● Aufgabenstellung:
Gib den Abschnitt aus dem Lesetext über Share & Save von „Das Prinzip ist“ bis „was sie brauchen.“ wortgetreu wieder.

Seit etwas über einen Monat gibt es Share & Save im Bergsträßer Odenwald, und mittlerweile haben sich fast 40 Mitstreiter, meist Frauen, angeschlossen, um gegen die Verschwendung anzukämpfen. Das Motto: „Verwenden statt verschwenden“. „Es ist im Werden. Der Antrag ist schon beim Registeramt und dann sind wir hoffentlich bald ein eingetragener Verein“, sagt Jill Breutmann, die Gründerin von „Share & Save“.

Das Prinzip ist auf den ersten Blick einfach: Insgesamt 36 Mitglieder sammeln überschüssige Lebensmittel und andere Konsumgüter kostenlos und so gut wie täglich bei den kooperierenden Betrieben wie Supermärkten und Bäckern ein. Wieder zuhause, schicken die Abholer ein Foto ihrer „Beute“ in die jeweiligen Gruppen bei WhatsApp und ab dann können die Gruppenmitglieder bei den Abholern vorbeikommen und sich nehmen, was sie brauchen.

● Datenteil:
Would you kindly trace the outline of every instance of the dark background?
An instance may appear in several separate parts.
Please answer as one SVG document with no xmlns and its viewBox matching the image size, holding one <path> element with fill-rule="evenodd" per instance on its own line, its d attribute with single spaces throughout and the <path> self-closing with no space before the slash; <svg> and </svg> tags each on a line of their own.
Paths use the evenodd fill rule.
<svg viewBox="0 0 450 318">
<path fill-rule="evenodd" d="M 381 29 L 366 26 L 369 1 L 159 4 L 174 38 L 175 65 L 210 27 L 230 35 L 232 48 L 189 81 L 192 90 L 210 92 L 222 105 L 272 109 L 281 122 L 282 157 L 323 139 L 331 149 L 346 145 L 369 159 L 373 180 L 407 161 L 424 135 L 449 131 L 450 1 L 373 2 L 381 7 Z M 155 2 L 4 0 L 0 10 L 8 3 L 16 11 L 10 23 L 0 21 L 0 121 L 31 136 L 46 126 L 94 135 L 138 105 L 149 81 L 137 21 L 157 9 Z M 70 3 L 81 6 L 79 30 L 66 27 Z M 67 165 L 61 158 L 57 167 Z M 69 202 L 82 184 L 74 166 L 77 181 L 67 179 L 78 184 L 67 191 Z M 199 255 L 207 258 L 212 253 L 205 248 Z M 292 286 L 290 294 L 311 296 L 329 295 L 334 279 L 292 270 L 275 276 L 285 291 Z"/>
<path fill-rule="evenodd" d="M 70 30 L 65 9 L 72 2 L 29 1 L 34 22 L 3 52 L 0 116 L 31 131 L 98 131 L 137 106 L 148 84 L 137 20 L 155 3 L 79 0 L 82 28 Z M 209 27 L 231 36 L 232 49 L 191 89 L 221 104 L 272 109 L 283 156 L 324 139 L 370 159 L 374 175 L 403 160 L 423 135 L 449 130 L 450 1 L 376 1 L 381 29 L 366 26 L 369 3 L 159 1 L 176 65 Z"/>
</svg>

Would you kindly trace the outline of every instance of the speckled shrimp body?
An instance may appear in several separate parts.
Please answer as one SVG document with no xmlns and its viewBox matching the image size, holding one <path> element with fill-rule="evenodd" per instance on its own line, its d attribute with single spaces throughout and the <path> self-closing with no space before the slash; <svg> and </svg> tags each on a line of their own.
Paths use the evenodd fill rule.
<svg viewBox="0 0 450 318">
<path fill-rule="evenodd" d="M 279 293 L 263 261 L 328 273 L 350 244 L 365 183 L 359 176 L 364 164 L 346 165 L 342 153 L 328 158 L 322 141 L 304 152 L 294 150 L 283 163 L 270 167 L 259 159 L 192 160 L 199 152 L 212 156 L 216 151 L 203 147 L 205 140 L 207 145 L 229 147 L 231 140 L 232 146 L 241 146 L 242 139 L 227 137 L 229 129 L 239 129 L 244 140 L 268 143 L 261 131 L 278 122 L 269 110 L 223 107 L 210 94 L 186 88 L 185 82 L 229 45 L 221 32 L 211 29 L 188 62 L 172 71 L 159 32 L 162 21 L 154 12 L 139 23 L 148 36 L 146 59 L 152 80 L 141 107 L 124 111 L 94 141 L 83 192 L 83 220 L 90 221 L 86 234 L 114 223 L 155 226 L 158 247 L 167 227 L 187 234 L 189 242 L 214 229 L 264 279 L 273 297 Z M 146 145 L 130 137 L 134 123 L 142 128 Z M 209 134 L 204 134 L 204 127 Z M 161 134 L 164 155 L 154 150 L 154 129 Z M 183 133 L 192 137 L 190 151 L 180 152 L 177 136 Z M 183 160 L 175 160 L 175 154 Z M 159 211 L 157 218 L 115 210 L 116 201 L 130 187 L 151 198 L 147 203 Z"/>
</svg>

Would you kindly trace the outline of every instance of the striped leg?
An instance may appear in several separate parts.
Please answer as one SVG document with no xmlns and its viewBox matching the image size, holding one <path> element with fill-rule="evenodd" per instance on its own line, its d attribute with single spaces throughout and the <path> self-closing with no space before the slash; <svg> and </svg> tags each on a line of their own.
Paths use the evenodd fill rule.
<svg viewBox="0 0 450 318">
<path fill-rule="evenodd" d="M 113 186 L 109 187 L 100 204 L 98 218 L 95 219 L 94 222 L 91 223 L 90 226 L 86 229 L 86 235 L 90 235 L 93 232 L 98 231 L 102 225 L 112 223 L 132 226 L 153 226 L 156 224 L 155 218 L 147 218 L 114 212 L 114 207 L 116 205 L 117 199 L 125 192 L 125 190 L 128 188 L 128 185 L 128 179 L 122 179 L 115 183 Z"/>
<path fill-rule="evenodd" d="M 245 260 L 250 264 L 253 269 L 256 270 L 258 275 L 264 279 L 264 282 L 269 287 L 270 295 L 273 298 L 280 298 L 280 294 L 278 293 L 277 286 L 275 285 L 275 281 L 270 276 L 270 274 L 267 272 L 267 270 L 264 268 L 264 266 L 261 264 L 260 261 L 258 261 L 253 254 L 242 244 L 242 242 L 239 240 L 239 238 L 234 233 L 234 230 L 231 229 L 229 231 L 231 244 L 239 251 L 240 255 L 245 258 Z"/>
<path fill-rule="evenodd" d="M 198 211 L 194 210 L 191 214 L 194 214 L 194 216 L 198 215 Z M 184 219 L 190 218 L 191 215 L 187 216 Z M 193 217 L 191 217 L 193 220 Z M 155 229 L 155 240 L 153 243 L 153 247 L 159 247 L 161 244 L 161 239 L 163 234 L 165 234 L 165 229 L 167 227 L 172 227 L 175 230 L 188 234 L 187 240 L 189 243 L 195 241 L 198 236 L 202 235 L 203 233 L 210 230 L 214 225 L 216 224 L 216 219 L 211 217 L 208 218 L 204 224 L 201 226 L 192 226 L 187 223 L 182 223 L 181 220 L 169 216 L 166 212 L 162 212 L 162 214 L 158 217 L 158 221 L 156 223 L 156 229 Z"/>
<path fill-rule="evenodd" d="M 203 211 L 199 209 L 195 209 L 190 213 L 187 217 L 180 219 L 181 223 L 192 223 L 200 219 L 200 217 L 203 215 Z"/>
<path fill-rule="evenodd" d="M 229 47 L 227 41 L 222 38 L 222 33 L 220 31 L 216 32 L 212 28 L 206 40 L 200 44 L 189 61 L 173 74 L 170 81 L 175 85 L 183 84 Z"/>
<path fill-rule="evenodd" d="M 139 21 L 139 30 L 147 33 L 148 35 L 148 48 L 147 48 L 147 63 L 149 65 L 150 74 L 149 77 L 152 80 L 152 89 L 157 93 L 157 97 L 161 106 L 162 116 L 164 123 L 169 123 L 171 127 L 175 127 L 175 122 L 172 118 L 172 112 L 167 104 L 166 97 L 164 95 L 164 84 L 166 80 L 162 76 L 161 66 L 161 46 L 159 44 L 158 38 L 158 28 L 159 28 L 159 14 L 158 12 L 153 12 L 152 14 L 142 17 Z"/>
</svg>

● Vollständige Lösung:
Das Prinzip ist auf den ersten Blick einfach: Insgesamt 36 Mitglieder sammeln überschüssige Lebensmittel und andere Konsumgüter kostenlos und so gut wie täglich bei den kooperierenden Betrieben wie Supermärkten und Bäckern ein. Wieder zuhause, schicken die Abholer ein Foto ihrer „Beute“ in die jeweiligen Gruppen bei WhatsApp und ab dann können die Gruppenmitglieder bei den Abholern vorbeikommen und sich nehmen, was sie brauchen.